■ Task brief ■
Transcribe each record below word for word.

■ Dataset records ■

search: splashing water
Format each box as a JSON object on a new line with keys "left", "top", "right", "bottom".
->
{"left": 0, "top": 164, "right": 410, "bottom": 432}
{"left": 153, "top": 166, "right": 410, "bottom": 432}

■ Answer space ■
search: splashing water
Format each box as a JSON object on a new line with keys "left", "top", "right", "bottom".
->
{"left": 0, "top": 164, "right": 410, "bottom": 432}
{"left": 153, "top": 166, "right": 410, "bottom": 432}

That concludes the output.